━━ Zu prüfender Text

Hagelabwehr :
Die Wettermacher

Von Julia Roebke
Lesezeit: 5 Min.
Wieder gut gelandet: die Hagelflieger Georg Vogl (links) und Konrad Kneschaurek
Wenn sich am Horizont ein Gewitter zusammenbraut, steigen Piloten aus Oberbayern in die Flugzeuge. Ihr Ziel: die Wolken mit Silberjodid impfen und aus großen Hagelkörnern viele kleine machen.

━━━━

| Arbeitsanweisungen |
**1)** Womit impfen die Piloten laut dem Text über die Hagelabwehr die Wolken?
**2)** Zitieren Sie aus dem Text über die Hagelabwehr wörtlich den Abschnitt von „Von Julia Roebke“ bis „viele kleine machen.“.
**3)** Bitte schreiben Sie den Text über die Hagelabwehr im Anschluss an seinen letzten Satz weiter.
Die Zeilen sind eigenständiges Material und gehören nicht zum Text über die Hagelabwehr.

━━ Gespeicherte Daten

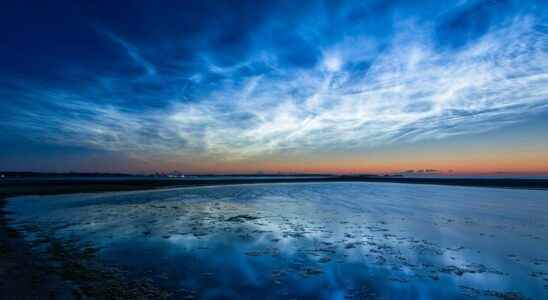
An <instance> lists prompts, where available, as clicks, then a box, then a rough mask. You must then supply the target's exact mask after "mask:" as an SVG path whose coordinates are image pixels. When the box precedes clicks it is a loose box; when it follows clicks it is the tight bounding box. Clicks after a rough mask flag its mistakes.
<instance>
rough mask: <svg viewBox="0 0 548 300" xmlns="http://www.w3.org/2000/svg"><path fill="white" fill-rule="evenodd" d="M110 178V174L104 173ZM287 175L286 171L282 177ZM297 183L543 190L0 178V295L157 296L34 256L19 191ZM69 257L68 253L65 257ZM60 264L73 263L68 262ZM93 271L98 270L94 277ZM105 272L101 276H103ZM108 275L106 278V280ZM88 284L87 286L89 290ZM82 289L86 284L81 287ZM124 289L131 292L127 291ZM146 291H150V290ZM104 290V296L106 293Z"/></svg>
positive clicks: (34, 194) (472, 185)
mask: <svg viewBox="0 0 548 300" xmlns="http://www.w3.org/2000/svg"><path fill="white" fill-rule="evenodd" d="M108 176H112V174H108ZM286 176H287V175H286ZM299 182H387V183H412V184H438V185H455V186H475V187H497V188H524V189H548V180H545V179H483V178H481V179H480V178H473V179H469V178H407V177H395V176H394V177H393V176H374V175H362V176H329V177H322V178H319V177H314V176H310V177H305V178H302V177H300V178H288V177H285V178H281V177H280V178H276V177H272V178H264V175H262V178H256V179H255V178H250V177H249V176H247V178H245V179H244V178H231V179H207V178H205V177H202V178H199V179H196V180H193V179H184V180H183V179H176V178H175V179H172V178H169V179H168V180H166V179H165V178H135V179H132V178H125V179H116V180H112V179H109V178H101V176H95V178H94V179H93V180H89V179H81V178H76V179H69V180H67V179H66V178H47V179H45V178H40V177H39V176H38V177H36V176H30V177H25V178H15V179H6V178H4V179H0V299H52V298H53V299H59V298H61V299H80V298H81V297H82V293H83V295H84V296H85V295H86V294H87V295H92V296H93V297H97V298H105V297H106V298H127V297H131V298H158V297H160V296H161V295H162V291H155V290H154V287H146V286H145V287H143V285H140V284H139V283H135V284H133V285H131V284H129V283H127V282H120V281H118V280H115V279H112V276H110V275H108V274H107V275H104V274H103V273H100V272H99V271H97V270H95V269H93V268H91V269H90V268H87V267H85V264H83V263H81V262H80V261H77V263H78V266H79V268H80V269H79V270H80V271H79V273H78V274H76V276H75V274H74V273H73V272H72V273H69V274H68V275H70V276H69V278H65V275H67V274H64V273H63V272H59V270H52V269H51V267H50V265H49V264H48V262H47V260H48V258H47V257H38V256H37V255H36V254H35V253H33V251H32V246H31V245H29V244H28V243H27V242H25V240H24V239H23V237H22V233H20V232H18V231H16V230H15V229H13V228H10V227H9V225H8V221H9V215H7V214H6V212H5V211H4V204H5V199H7V198H9V197H15V196H22V195H53V194H68V193H89V192H106V191H131V190H146V189H156V188H166V187H190V186H207V185H231V184H259V183H299ZM66 256H67V257H70V256H69V255H66ZM64 263H65V264H74V261H73V260H70V261H65V262H64ZM97 274H103V275H101V276H98V275H97ZM105 276H106V277H105ZM105 278H109V279H105ZM90 286H91V288H90ZM82 287H87V290H86V289H82ZM128 290H131V291H132V294H129V295H128V294H124V293H127V291H128ZM151 291H152V292H153V293H152V294H150V293H151ZM105 293H106V294H105Z"/></svg>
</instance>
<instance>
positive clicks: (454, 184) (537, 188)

━━━━

| Lösungen im Einzelnen |
**1)** Mit Silberjodid.

**2)**
Von Julia Roebke
Lesezeit: 5 Min.
Wieder gut gelandet: die Hagelflieger Georg Vogl (links) und Konrad Kneschaurek
Wenn sich am Horizont ein Gewitter zusammenbraut, steigen Piloten aus Oberbayern in die Flugzeuge. Ihr Ziel: die Wolken mit Silberjodid impfen und aus großen Hagelkörnern viele kleine machen.

**3)**
Es ist heiß an diesem Nachmittag auf dem kleinen Flugplatz Vogtareuth, schwülheiß und eigentlich so richtiges Badewetter. Georg Vogl sitzt im Schatten einer Tragfläche auf dem Gras und blinzelt in Richtung Osten. „Man sieht schon den ersten Pilz“, sagt er. „Da entwickelt sich was.“ Der 49 Jahre alte Vogl spricht von Wolken, die am Horizont in Form eines Pilzes in die Höhe steigen, einem entstehenden Gewitter, das Hagel mit sich bringen kann. Das sind Alarmsignale für den Piloten der Rosenheimer Hagelabwehr, einer mit zwei Maschinen ausgestatteten Fliegerstaffel, die Hagelschlag und die damit verbundenen Schäden in der Region verhindern soll.